Provided text
━━━━━━━━━━━━━━━━━━━━━━━━━━━━━━

Flying Cars vs. Self-Driving Cars: How Science Fiction Becomes Reality

By a Carboncopies Volunteer

It’s official: self-driving cars have arrived.  They may not be as fully autonomous as Elon Musk has said they’d be - yet - but news stories about drivers sleeping behind the wheel are more common than autonomous vehicle accidents.  Flying cars, on the other hand, don’t seem to be taking off. Why is it that self-driving cars have made it whereas flying cars have not? And if there are other technologies that we want to make universally available, such as whole brain emulation, what are our key takeaways?

By: Jeff McNeill from Chiang Mai, Thailand; derivative work: Beck's; CC BY-SA 2.0, https://commons.wikimedia.org/w/index.php?curid=25740078

“Where’s my flying car?”  It’s become a standard metaphor for vaporware - for promised technological developments that just never quite delivered.  But the absence of flying cars is not for lack of trying. Since Henry Ford’s 1926 prototype, there has been a plethora of major initiatives.  Moller International has been working on bringing its flying car to market since 1983; and its founder, Dr. Paul Moller, has been trying to make them a reality since the 1960s.  Even Uber has announced that it will begin testing an electric flying car in 2020.

━━━━━━━━━━━━━━━━━━━━━━━━━━━━━━

Given task 1
In the article on flying and self-driving cars, rewrite the stretch from "By a Carboncopies" through "our key takeaways?", swapping "self-driving cars" for "driverless cars".
Given task 2
Carry on the article comparing flying cars with self-driving cars, starting after its final sentence.

Dataset records
━━━━━━━━━━━━━━━━━━━━━━━━━━━━━━

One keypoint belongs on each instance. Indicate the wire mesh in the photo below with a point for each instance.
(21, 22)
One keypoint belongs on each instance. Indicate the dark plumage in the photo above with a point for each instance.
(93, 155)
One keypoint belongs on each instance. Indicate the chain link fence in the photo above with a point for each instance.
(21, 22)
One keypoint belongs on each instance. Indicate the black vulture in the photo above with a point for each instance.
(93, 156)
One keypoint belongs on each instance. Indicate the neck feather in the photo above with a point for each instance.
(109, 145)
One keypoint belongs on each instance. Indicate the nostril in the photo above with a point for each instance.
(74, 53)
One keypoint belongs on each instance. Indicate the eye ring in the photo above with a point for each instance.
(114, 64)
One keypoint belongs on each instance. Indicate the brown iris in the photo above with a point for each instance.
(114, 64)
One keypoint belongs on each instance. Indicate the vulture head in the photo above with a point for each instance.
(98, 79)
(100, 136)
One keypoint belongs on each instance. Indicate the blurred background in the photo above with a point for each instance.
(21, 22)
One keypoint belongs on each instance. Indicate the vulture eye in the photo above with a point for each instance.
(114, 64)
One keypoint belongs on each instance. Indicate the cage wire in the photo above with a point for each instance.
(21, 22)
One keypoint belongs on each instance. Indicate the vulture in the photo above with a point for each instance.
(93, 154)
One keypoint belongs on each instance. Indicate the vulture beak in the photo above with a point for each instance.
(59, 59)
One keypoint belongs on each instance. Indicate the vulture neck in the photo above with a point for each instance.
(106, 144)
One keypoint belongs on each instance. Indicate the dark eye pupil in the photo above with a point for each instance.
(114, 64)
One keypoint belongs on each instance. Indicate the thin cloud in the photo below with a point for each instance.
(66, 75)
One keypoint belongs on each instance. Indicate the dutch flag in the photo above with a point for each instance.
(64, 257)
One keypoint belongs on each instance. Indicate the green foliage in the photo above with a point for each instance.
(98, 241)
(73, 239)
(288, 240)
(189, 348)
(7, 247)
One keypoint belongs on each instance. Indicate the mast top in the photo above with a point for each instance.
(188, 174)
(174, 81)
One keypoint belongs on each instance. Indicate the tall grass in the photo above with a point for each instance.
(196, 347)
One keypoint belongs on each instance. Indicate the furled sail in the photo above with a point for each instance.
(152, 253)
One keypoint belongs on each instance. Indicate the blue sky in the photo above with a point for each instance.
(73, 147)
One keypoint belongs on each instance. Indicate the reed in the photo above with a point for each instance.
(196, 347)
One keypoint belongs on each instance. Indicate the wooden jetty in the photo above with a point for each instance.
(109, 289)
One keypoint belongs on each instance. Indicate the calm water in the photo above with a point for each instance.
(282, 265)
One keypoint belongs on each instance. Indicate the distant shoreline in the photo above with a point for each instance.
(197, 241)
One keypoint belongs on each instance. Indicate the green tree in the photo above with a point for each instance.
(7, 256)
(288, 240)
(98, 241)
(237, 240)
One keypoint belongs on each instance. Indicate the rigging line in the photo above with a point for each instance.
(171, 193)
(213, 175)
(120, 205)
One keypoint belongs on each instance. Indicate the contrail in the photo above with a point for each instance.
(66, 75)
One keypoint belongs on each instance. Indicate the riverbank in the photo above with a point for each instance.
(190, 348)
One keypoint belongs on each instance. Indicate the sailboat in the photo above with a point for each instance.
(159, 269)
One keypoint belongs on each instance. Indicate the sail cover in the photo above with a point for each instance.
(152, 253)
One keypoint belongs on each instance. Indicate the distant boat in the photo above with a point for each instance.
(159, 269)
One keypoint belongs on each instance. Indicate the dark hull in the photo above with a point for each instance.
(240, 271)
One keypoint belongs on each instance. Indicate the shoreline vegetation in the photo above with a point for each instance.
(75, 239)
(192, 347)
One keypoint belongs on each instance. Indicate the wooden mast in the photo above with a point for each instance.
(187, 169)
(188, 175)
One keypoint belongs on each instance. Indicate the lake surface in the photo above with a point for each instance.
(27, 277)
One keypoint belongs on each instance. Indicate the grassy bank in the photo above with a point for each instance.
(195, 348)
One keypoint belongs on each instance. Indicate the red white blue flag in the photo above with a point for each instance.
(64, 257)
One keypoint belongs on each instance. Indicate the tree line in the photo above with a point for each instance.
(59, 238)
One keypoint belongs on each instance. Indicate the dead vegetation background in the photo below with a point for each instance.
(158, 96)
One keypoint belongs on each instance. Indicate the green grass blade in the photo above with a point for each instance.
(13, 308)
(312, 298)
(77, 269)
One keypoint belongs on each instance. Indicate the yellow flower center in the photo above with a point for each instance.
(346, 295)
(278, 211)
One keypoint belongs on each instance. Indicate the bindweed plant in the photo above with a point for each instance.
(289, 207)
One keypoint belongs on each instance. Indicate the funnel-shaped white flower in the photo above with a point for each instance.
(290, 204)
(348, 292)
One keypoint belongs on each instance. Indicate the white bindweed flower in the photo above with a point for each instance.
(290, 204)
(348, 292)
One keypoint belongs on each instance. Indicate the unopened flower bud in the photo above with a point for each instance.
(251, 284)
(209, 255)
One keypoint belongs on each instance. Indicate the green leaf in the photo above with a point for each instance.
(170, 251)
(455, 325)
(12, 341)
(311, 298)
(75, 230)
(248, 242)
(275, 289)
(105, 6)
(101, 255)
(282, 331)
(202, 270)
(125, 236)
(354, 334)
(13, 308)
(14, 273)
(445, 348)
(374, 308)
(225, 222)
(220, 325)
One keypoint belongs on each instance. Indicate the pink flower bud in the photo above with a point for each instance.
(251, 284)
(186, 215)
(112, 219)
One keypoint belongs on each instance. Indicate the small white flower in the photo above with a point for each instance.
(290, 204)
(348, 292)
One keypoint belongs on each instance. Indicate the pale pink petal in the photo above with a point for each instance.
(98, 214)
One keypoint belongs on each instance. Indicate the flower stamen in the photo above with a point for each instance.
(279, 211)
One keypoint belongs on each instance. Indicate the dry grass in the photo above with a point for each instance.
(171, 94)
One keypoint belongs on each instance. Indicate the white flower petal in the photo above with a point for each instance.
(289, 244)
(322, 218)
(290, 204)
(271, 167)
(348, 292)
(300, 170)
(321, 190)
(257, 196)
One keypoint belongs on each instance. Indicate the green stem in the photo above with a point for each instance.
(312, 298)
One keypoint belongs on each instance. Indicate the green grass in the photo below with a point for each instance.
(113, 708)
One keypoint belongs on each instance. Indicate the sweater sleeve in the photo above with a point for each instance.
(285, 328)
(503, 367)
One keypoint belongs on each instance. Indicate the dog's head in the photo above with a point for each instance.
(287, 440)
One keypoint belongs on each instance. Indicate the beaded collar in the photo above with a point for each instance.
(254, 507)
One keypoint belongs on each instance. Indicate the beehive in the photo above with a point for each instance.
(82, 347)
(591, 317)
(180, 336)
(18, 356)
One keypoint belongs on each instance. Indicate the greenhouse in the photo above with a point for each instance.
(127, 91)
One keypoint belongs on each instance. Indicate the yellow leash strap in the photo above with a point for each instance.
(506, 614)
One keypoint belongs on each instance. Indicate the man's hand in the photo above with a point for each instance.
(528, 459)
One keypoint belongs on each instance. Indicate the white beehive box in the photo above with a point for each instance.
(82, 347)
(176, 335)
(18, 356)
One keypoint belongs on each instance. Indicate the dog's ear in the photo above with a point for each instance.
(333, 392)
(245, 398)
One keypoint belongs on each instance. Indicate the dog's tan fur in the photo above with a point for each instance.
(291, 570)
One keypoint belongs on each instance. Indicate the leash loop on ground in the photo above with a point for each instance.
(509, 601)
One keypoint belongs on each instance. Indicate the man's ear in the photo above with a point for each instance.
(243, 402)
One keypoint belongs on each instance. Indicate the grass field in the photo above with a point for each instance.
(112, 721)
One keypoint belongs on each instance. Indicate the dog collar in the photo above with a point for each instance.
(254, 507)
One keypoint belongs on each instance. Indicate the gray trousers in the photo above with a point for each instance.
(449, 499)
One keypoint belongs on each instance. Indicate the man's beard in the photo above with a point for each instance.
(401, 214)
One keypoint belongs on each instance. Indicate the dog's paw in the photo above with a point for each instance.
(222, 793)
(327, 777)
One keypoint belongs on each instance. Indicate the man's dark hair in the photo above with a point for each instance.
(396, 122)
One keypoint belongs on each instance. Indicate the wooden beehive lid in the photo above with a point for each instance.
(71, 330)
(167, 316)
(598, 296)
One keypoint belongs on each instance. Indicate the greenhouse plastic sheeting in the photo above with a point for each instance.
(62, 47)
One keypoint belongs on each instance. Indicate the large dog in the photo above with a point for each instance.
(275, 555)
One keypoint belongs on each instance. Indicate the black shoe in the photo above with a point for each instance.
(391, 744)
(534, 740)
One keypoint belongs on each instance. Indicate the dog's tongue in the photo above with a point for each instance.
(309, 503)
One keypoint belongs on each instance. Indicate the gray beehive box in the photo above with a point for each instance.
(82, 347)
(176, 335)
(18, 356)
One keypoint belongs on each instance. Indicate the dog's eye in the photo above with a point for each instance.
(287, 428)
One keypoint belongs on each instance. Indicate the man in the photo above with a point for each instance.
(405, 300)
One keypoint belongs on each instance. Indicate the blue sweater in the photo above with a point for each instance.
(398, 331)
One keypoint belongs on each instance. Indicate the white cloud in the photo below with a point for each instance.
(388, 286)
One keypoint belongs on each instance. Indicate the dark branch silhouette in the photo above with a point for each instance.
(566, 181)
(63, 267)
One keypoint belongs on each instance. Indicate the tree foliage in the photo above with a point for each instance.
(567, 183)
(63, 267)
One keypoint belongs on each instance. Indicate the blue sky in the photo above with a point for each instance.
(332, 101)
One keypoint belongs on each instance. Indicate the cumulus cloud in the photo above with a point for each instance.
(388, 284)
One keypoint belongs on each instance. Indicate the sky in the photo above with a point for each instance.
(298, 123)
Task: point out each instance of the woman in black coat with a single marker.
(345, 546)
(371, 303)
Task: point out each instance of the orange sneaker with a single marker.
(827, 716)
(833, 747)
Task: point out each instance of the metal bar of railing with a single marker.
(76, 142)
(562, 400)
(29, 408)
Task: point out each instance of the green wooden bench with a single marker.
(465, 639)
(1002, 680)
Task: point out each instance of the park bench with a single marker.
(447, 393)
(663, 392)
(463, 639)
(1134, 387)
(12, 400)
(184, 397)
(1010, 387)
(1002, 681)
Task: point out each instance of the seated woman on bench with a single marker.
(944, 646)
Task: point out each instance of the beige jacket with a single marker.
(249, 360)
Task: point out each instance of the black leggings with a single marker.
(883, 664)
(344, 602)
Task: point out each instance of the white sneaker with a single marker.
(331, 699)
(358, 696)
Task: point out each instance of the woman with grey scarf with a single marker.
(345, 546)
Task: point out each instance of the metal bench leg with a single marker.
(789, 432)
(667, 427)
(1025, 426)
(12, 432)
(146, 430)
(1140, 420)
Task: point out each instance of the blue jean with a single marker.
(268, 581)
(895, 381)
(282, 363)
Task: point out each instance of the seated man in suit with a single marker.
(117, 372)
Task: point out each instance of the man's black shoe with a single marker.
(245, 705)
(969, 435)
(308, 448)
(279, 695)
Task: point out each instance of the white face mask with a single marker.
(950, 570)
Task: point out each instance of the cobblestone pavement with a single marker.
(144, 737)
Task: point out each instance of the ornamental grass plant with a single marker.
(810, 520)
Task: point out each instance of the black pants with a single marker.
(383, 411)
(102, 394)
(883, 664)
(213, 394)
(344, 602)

━━━━━━━━━━━━━━━━━━━━━━━━━━━━━━

Final result 1
By a Carboncopies Volunteer

It’s official: driverless cars have arrived.  They may not be as fully autonomous as Elon Musk has said they’d be - yet - but news stories about drivers sleeping behind the wheel are more common than autonomous vehicle accidents.  Flying cars, on the other hand, don’t seem to be taking off. Why is it that driverless cars have made it whereas flying cars have not? And if there are other technologies that we want to make universally available, such as whole brain emulation, what are our key takeaways?

Final result 2
By comparison, autonomous vehicle development is speeding along.  Tesla reported that it had delivered 245,000 vehicles in 2018 alone.  As of June 2019, “more than 1,400 self-driving cars, trucks and other vehicles are currently in testing by more than 80 companies.”  To be fair, while self-driving cars certainly face considerable challenges (including not only the technological/engineering feats required, but also establishing a place for a new entrant in a well-established global market, as well as regulatory hurdles and even fundamental questions about legal and ethical responsibility), they don’t face the same roadblocks as flying cars.  FAA regulation in the US has a lot to do with it: obtaining a pilot’s license is not comparable (in terms of either cost or difficulty) to obtaining a driver’s license, and aircraft maintenance must be performed by FAA-approved mechanics. Similarly, insuring a personal aircraft may be a greater leap from the family minivan than insuring a Tesla Model S.

By some measures, the key differences come down to cost and regulatory approval. 

By: Hydrargyrum; CC BY-SA 2.0, https://commons.wikimedia.org/w/index.php?curid=25740078

There is simply more effort being invested in developing the regulatory frameworks to handle self-driving cars.  For example, the international Society of Automotive Engineers has published a formal standard to define levels of automation in vehicles (SAE-J3016), which has been adopted by the US Department of Transportation and National Highway Traffic Safety Administration.  More is being invested in self-driving cars than flying cars because interest is stronger and more widespread. The idea of self-driving cars has overtaken the idea of flying cars in terms of mainstream acceptance.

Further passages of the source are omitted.